_WHAT THE TASK ASKS_.
The full listing below should be printed word for word.

_EXTRACTED RECORDS_.
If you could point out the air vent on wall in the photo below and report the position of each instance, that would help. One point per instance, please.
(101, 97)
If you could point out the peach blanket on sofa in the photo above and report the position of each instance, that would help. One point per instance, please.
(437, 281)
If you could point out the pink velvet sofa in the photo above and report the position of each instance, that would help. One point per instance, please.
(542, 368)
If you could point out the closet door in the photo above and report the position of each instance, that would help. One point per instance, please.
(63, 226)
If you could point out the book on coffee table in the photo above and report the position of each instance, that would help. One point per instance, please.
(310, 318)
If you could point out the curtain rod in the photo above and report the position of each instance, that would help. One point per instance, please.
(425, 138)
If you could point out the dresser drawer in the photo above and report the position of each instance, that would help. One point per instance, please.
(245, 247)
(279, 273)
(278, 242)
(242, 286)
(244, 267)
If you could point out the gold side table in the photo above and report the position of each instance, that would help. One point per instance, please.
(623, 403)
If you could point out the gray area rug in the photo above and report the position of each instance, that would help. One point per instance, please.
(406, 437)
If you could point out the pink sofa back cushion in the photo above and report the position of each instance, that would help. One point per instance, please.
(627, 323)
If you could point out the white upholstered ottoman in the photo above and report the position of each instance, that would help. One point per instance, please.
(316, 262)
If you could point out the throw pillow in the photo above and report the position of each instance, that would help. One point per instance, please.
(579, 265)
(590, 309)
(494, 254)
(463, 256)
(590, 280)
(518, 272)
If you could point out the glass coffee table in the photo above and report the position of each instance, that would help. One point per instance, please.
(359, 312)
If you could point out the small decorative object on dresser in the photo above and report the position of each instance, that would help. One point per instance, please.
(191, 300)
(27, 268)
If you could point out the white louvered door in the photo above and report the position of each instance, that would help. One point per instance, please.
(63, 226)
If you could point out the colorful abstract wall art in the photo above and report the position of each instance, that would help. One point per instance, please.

_OUTPUT OF THE EXERCISE_.
If you could point out the air vent on wall in the photo below and report the position of each instance, that would help. One point per instance, please.
(101, 97)
If you could point out the peach blanket on sofa in the photo above and report the position of each instance, that would help. One point per instance, please.
(437, 281)
If you could point out the pink velvet sofa in the photo above and report the position of each instance, that would help. One point per instance, please.
(542, 368)
If you could point out the closet door in the photo above and report the position of each instance, that would help. One point per instance, please.
(63, 226)
If you could point out the book on coffee table in the photo above and report the position of each instance, that would help. One point per instance, please.
(310, 318)
If you could point out the curtain rod in the photo above and report the position of each instance, that would help. One point per instance, please.
(425, 138)
If you could point out the dresser drawer in the photo above and report the position of each instance, that would help. One point per instance, please.
(245, 247)
(279, 273)
(278, 242)
(242, 286)
(244, 267)
If you could point out the gold side table in the photo above and report the position of each instance, that would help. One point per instance, please.
(623, 403)
If you could point out the gray area rug in the photo above and report the position of each instance, that would help. One point per instance, please.
(406, 437)
If you could point out the pink sofa back cushion in the photo above and report the position of each instance, that would help. One point per instance, please.
(627, 323)
If you could point out the white upholstered ottoman in the photo above and report the position of each instance, that would help. One point per instance, please.
(316, 262)
If you could point out the throw pillow in the photo above and report the position of each instance, that would help. One point per instance, please.
(579, 265)
(590, 309)
(494, 254)
(463, 256)
(590, 280)
(518, 272)
If you could point out the glass coffee table in the photo above and report the position of each instance, that would help. One point per instance, please.
(359, 312)
If you could point out the small decorative object on dresser in the photo above and report the position of each instance, that would help. One point per instance, please.
(191, 300)
(27, 268)
If you could point out the white louvered door in the photo above and report the position of each instance, that would help. One point per instance, please.
(63, 226)
If you could point out the colorful abstract wall art in the photo above and report the position of each instance, that would help. One point per instance, please.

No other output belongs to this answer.